# [RECORD EXCERPTS]
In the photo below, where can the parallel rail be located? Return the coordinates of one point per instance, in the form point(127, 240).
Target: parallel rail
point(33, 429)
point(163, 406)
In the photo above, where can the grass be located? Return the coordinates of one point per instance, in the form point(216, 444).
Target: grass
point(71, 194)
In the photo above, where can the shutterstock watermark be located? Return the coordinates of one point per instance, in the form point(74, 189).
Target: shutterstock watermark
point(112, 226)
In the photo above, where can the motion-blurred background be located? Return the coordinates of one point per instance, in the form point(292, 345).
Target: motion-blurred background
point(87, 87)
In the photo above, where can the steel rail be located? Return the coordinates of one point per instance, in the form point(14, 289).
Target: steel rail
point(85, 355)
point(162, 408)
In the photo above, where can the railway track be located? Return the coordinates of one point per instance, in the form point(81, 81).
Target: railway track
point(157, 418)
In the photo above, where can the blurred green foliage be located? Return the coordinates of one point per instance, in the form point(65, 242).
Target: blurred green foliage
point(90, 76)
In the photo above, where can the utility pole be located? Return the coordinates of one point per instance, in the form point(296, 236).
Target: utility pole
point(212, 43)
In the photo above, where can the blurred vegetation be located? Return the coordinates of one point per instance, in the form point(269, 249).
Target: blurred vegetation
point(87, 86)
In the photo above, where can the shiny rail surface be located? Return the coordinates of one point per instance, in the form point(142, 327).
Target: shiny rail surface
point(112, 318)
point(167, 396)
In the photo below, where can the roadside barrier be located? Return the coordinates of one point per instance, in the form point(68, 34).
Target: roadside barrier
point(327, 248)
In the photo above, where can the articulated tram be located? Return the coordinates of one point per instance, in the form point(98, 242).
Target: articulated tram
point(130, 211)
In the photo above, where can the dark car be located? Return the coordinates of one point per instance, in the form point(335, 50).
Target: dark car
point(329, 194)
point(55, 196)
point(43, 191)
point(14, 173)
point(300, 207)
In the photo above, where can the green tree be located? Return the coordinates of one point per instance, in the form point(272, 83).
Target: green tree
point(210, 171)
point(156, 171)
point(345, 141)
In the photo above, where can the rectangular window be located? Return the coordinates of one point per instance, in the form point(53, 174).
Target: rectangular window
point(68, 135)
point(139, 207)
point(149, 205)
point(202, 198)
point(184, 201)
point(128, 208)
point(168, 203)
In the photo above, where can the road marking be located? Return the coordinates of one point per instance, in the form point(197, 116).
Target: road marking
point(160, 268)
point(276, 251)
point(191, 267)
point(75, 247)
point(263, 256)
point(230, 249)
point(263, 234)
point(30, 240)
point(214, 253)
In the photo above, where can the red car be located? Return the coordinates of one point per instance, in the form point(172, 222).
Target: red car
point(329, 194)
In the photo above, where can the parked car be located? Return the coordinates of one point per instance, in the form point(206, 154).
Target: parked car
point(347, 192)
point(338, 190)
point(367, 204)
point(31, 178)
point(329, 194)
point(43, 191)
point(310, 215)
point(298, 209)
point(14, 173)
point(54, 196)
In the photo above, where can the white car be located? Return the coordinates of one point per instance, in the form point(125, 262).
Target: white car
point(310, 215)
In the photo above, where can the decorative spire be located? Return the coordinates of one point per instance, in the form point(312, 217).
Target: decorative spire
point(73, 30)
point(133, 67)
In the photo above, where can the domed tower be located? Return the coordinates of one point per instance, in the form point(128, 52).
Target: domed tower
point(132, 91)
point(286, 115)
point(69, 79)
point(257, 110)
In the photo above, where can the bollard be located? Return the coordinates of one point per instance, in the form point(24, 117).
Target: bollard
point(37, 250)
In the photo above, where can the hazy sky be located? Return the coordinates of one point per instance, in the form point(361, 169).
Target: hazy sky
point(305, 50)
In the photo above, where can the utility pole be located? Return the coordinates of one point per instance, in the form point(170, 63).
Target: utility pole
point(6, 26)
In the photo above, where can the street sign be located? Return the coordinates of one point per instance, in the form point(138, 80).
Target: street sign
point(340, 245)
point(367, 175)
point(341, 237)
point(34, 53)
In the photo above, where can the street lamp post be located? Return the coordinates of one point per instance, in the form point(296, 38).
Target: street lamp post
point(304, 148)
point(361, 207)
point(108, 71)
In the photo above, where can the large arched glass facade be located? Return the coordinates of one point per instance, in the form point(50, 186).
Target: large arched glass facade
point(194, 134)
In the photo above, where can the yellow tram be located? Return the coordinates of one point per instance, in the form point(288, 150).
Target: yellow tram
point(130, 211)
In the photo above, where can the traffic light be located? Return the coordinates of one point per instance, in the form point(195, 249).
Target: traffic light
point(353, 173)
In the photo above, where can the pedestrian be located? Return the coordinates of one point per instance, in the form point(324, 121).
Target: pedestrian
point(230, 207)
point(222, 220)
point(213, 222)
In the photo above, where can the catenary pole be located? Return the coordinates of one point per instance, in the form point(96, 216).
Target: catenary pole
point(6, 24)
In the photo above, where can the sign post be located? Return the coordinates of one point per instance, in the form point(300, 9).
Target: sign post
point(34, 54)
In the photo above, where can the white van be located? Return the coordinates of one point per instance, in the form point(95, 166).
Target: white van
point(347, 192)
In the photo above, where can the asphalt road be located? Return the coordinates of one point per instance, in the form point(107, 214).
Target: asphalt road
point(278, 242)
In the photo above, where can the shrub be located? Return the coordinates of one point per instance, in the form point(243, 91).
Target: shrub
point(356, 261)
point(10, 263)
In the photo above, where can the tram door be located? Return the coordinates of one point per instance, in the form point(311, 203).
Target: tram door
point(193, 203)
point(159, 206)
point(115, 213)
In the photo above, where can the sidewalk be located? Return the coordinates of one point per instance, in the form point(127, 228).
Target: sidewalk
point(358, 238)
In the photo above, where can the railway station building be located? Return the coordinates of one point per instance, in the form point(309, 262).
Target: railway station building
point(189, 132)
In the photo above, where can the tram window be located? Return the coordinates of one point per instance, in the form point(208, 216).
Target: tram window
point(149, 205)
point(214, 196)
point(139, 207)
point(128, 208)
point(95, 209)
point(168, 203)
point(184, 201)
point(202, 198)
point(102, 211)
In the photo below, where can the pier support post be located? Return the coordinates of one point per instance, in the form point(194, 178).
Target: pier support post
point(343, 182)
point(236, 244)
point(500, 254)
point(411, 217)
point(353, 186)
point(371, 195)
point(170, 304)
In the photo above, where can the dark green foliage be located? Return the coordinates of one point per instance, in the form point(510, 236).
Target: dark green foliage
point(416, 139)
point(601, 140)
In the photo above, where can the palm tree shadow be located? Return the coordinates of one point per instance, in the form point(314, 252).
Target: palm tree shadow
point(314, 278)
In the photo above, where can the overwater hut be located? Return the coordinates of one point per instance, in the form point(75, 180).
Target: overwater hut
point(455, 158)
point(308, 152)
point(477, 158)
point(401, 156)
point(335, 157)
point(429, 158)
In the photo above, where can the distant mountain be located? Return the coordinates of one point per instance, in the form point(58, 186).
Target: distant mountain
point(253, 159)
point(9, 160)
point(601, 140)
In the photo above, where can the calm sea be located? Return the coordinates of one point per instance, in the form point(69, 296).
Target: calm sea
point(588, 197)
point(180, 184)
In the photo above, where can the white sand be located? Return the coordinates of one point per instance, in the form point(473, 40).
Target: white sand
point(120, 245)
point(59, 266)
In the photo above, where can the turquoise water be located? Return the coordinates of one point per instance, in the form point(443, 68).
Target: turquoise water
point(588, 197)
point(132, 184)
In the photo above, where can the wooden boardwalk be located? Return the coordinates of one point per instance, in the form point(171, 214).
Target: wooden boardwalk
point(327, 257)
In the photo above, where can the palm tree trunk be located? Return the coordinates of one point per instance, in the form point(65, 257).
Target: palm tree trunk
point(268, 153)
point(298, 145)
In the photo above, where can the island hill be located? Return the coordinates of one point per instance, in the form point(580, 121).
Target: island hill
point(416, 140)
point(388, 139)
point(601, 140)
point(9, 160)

# [INSTRUCTION]
In the listing above, rewrite the lines from the one with "In the photo above, where can the shiny" up to and including the one with "point(327, 248)", changing "roadside barrier" to "highway guardrail" and leaving everything else as it is. Give only those lines.

# [SOLUTION TO THE EXERCISE]
In the photo above, where can the shiny rail surface be located? Return the coordinates of one point per instance, in the form point(142, 327).
Target: shiny rail surface
point(112, 318)
point(167, 396)
In the photo below, where can the highway guardrail be located? Return the coordinates of one point per instance, in the form point(68, 34).
Target: highway guardrail
point(327, 248)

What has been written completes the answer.